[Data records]
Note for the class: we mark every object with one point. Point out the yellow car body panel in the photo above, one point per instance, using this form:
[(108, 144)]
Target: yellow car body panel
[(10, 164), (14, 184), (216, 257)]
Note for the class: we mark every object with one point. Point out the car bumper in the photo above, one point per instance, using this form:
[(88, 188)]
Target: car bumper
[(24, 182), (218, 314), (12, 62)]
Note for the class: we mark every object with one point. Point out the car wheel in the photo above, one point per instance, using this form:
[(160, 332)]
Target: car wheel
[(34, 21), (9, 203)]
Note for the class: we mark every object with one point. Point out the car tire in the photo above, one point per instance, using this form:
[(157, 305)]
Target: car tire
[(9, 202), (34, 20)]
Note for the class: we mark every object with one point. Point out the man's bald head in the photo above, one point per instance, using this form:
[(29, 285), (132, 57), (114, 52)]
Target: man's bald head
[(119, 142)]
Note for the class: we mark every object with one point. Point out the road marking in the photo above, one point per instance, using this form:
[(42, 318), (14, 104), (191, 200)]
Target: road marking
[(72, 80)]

* What you need to do
Rewrite all of the lines above, changing "car bumper" to "front bumper" wherever it occurs and leaving everything else as it is.

* Result of the task
Note for the class: we mark every object with one point. Point out the yellow car body panel in the photo above, one point per instance, using this form:
[(108, 144)]
Target: yellow car body panel
[(10, 164), (14, 184), (216, 257)]
Note for the class: we mark every object with one point. Point out the front bumper in the photo above, one point per instance, using this form:
[(88, 188)]
Target: front bumper
[(24, 182), (218, 314), (12, 62)]
Note for the class: we mark every object with one point. Point out the car wheel in the photo above, one point per instance, using this form:
[(160, 332)]
Target: car wheel
[(34, 21), (9, 203)]
Note for the class: we mark every object with one point. Point out the car tire in the photo above, one point per instance, using this form:
[(157, 305)]
Target: car tire
[(9, 202), (34, 20)]
Note for the class: we mark every object with one point. Point out the man's bald head in the photo above, one point per instance, using this form:
[(29, 285), (132, 57), (114, 52)]
Target: man's bald head
[(119, 142)]
Note for the class: we mark every object with one point. Point out the road marking in the photo above, one point per instance, using this form:
[(42, 318), (14, 104), (191, 200)]
Target: road marking
[(72, 80)]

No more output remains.